Work to complete
Extract every line starting at the line that contains "Which element on screen is the dark wood" and ending with the final line of the data, inclusive; give only those lines, word for word.

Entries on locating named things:
○ ○ ○ ○ ○ ○ ○

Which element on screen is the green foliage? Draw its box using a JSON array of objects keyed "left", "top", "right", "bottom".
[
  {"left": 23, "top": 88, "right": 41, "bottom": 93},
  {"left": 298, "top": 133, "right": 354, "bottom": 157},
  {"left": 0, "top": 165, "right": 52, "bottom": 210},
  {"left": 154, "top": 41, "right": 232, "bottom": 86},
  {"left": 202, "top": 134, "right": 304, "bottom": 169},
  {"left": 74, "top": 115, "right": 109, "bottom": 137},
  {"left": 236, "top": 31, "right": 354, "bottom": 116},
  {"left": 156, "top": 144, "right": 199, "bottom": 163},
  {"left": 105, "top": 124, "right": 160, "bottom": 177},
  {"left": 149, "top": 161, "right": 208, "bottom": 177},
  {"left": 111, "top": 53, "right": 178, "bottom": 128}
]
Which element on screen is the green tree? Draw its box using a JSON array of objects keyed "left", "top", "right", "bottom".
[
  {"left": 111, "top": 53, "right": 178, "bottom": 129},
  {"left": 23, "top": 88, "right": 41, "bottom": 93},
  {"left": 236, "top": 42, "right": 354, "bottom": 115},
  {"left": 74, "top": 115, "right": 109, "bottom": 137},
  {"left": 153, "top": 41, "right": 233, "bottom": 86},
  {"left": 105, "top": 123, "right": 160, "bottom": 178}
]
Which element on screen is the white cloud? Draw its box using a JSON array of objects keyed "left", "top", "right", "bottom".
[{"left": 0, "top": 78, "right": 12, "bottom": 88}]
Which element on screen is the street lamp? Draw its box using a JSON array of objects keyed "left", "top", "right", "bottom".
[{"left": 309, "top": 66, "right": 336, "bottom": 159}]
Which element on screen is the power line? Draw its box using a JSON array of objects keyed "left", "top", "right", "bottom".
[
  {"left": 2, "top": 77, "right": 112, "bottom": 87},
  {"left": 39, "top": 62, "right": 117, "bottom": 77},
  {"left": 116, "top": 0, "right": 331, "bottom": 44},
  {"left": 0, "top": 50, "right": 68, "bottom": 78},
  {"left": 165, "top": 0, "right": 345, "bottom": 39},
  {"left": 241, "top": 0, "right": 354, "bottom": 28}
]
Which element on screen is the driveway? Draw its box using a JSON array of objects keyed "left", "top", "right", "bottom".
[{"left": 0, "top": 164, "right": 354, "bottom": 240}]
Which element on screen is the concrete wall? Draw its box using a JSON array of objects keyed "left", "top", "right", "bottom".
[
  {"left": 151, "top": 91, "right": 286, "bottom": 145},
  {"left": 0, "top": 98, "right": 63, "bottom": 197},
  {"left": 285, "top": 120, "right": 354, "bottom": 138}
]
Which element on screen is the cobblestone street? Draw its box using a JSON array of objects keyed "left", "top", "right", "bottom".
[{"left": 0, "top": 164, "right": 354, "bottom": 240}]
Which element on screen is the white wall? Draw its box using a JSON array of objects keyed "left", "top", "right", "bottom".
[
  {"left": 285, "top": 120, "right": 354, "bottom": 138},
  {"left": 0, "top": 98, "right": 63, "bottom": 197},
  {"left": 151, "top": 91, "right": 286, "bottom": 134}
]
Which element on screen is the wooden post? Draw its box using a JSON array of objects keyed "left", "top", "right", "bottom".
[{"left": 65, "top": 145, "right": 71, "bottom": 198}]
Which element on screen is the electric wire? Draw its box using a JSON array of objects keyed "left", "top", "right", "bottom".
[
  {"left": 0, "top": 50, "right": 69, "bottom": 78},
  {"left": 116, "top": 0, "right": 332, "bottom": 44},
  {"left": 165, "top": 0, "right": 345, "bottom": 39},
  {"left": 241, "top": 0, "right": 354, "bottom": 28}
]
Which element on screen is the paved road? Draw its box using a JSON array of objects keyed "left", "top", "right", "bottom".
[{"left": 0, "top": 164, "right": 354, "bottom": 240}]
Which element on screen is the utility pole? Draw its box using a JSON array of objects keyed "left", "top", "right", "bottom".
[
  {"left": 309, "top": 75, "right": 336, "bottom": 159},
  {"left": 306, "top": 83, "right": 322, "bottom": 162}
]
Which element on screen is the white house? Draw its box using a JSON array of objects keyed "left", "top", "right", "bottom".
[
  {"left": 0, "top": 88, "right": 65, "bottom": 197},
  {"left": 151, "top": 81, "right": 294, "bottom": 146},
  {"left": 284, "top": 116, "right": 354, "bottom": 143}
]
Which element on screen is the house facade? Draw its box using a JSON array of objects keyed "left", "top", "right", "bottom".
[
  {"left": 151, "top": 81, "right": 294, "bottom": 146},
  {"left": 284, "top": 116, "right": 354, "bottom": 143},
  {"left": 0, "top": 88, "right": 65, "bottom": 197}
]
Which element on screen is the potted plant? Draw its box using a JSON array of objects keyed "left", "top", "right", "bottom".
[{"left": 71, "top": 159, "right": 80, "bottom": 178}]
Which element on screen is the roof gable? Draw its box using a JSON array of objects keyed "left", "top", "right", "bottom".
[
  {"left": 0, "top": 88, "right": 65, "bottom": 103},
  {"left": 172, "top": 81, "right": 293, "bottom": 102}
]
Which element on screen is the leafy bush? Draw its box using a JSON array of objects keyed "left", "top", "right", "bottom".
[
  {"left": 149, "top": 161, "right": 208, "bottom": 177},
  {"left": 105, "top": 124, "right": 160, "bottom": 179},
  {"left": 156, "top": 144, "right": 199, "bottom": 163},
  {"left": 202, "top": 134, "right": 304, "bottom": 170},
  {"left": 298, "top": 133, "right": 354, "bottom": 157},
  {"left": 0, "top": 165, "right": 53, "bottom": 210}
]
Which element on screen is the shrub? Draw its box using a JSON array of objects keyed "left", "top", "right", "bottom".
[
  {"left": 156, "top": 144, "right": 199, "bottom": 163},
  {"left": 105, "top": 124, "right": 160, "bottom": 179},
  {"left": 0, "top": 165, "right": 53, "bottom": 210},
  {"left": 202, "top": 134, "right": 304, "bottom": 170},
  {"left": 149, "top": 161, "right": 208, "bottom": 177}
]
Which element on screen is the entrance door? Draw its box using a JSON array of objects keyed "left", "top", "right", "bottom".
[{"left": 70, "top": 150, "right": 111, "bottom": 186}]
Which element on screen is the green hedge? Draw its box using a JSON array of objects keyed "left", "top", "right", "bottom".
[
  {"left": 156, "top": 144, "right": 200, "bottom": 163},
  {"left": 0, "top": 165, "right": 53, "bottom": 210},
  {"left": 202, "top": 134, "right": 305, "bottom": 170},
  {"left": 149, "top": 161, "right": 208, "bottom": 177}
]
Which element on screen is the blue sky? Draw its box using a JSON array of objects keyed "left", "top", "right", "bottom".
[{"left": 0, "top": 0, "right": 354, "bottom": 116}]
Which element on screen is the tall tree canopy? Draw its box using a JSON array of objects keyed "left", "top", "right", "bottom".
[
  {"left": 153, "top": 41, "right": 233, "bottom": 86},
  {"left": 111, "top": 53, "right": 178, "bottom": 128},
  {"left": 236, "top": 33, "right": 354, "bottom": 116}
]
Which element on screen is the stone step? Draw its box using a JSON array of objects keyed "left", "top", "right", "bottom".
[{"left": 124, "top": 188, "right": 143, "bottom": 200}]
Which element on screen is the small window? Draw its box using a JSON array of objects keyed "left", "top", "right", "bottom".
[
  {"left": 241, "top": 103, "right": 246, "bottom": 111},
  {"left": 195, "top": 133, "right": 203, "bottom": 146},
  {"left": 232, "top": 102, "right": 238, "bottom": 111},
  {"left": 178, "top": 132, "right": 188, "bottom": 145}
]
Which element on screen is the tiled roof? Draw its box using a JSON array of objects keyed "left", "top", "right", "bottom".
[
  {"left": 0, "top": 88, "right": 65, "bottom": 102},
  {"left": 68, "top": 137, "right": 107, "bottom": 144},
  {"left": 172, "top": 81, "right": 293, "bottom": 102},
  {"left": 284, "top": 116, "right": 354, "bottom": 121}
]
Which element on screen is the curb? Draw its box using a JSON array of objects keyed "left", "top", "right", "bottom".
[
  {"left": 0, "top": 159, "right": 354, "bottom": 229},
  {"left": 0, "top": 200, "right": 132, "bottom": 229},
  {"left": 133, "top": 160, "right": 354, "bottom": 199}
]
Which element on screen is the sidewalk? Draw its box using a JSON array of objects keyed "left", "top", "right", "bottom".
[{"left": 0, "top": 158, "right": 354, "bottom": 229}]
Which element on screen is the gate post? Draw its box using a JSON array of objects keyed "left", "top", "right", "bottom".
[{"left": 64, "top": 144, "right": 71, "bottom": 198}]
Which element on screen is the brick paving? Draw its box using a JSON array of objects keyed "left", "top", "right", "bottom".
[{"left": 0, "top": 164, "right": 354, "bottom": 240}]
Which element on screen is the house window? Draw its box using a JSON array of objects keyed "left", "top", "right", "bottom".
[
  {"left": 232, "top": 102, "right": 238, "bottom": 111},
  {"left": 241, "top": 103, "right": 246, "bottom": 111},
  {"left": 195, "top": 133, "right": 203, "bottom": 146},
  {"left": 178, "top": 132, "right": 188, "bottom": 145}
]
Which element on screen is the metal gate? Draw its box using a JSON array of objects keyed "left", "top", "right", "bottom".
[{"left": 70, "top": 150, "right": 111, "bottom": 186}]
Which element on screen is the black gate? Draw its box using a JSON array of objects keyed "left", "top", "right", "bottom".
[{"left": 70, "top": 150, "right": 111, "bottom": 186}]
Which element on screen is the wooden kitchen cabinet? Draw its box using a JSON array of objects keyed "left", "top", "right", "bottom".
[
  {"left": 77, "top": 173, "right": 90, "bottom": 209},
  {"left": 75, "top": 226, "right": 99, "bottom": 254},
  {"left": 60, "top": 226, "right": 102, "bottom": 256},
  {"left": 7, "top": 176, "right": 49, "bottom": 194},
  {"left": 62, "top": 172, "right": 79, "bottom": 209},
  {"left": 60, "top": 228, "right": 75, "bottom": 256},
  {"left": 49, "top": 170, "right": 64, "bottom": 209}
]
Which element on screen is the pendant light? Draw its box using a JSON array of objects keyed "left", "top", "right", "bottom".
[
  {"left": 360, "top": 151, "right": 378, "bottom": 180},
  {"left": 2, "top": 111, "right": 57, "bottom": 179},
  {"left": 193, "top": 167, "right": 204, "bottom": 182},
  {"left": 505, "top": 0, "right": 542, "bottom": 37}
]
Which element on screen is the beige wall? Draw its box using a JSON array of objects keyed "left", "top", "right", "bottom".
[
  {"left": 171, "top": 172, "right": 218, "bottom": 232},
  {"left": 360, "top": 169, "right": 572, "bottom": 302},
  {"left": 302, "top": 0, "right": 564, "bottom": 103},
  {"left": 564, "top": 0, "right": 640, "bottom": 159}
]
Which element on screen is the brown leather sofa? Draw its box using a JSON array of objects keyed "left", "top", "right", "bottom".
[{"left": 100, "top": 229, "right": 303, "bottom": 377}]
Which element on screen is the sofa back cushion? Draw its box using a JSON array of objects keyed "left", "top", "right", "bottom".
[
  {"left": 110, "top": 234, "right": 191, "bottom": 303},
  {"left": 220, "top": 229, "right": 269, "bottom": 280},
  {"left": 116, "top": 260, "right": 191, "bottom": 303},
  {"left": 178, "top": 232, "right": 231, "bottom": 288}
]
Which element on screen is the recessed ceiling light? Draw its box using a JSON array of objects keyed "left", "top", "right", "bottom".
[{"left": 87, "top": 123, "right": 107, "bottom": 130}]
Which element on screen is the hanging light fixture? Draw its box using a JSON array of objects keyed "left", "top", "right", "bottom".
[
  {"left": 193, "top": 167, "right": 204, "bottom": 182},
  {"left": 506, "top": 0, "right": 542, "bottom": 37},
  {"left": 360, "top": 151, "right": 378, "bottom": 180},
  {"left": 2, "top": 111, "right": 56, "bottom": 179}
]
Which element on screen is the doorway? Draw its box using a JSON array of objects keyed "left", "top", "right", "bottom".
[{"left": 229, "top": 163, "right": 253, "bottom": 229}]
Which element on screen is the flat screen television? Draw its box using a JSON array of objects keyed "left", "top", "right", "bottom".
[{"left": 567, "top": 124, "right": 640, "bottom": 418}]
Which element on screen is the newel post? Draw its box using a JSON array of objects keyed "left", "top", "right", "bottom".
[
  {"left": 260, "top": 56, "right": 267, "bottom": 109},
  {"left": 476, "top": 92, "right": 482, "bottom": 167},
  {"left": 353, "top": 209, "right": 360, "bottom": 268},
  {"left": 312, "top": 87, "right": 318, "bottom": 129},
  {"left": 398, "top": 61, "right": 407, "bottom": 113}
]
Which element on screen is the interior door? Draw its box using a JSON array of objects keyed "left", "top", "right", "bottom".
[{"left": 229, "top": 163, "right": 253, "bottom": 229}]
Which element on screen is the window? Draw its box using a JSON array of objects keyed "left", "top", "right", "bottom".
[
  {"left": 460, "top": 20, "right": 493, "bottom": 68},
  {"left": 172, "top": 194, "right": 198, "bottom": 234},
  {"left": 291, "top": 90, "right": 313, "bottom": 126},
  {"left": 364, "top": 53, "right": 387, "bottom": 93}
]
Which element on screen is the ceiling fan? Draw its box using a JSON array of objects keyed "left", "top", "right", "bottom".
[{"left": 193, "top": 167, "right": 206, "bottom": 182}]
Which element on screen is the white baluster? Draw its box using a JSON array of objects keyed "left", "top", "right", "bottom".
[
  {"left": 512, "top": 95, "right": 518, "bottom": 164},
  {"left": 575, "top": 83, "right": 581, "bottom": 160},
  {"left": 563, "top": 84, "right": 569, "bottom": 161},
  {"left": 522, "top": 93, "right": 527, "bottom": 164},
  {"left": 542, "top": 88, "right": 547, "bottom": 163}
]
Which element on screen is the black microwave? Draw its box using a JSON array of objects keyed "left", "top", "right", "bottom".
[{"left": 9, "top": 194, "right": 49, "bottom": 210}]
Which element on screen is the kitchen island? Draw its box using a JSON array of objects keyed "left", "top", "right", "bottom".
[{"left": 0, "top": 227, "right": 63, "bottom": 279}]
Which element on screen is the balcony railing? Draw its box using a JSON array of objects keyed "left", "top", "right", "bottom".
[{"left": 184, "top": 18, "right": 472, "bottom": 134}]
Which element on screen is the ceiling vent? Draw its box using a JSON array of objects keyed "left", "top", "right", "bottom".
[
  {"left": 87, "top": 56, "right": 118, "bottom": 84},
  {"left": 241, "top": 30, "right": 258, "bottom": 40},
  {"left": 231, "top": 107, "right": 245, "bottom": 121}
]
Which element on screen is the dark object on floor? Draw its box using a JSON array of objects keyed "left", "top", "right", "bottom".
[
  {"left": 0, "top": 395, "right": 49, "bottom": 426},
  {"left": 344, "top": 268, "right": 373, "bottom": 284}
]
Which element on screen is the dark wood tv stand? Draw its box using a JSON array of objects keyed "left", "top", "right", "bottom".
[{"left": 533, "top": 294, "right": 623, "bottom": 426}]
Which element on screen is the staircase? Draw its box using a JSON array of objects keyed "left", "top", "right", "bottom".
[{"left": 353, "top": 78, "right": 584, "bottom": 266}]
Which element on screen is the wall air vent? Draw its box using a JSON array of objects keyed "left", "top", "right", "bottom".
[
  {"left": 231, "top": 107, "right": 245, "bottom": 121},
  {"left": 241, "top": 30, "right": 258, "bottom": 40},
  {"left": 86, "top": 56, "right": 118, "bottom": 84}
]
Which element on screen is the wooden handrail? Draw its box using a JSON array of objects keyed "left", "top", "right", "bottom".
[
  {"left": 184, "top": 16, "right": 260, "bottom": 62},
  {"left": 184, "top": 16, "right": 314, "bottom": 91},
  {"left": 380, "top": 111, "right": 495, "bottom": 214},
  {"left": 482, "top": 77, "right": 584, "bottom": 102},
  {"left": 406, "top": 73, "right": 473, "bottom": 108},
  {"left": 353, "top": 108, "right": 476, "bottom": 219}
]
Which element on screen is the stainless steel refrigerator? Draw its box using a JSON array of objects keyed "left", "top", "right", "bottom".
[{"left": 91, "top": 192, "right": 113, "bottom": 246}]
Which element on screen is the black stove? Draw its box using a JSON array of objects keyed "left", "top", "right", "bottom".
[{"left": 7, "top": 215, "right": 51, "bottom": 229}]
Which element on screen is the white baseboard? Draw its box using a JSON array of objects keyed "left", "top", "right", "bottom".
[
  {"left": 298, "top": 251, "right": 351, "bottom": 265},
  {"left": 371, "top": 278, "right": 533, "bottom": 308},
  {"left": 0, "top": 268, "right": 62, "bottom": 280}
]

○ ○ ○ ○ ○ ○ ○

The response
Which element on screen is the dark wood tv stand? Draw its box using a JSON array of objects keyed "left", "top", "right", "bottom".
[{"left": 533, "top": 294, "right": 623, "bottom": 426}]
Which element on screen is the staircase? Draw its box using a JSON array of objects keyed "left", "top", "right", "bottom".
[{"left": 353, "top": 78, "right": 584, "bottom": 266}]
Which element on screen is the wall air vent? Draw its box using a JSON array of objects keyed "left", "top", "right", "bottom".
[
  {"left": 231, "top": 107, "right": 245, "bottom": 121},
  {"left": 241, "top": 30, "right": 258, "bottom": 40},
  {"left": 86, "top": 56, "right": 118, "bottom": 84}
]
Which element on screen is the wooden handrail? Draw its box using a JSON array of objects keyed "left", "top", "right", "bottom".
[
  {"left": 184, "top": 16, "right": 260, "bottom": 62},
  {"left": 184, "top": 16, "right": 314, "bottom": 91},
  {"left": 380, "top": 111, "right": 495, "bottom": 214},
  {"left": 482, "top": 77, "right": 584, "bottom": 102},
  {"left": 406, "top": 73, "right": 473, "bottom": 108},
  {"left": 353, "top": 108, "right": 476, "bottom": 219}
]
Which element on screen is the stainless steel refrigerator? Draw its box using a JSON array of objects keyed "left", "top", "right", "bottom".
[{"left": 91, "top": 192, "right": 113, "bottom": 246}]
Which element on screen is the black stove? Draw its box using a JSON array of objects keyed "left", "top", "right", "bottom".
[{"left": 7, "top": 215, "right": 51, "bottom": 229}]
Which element on screen is the white baseboard? Draw its box using a JSON array of objects keyed "left", "top", "right", "bottom".
[
  {"left": 298, "top": 251, "right": 351, "bottom": 265},
  {"left": 371, "top": 278, "right": 533, "bottom": 308},
  {"left": 0, "top": 268, "right": 62, "bottom": 280}
]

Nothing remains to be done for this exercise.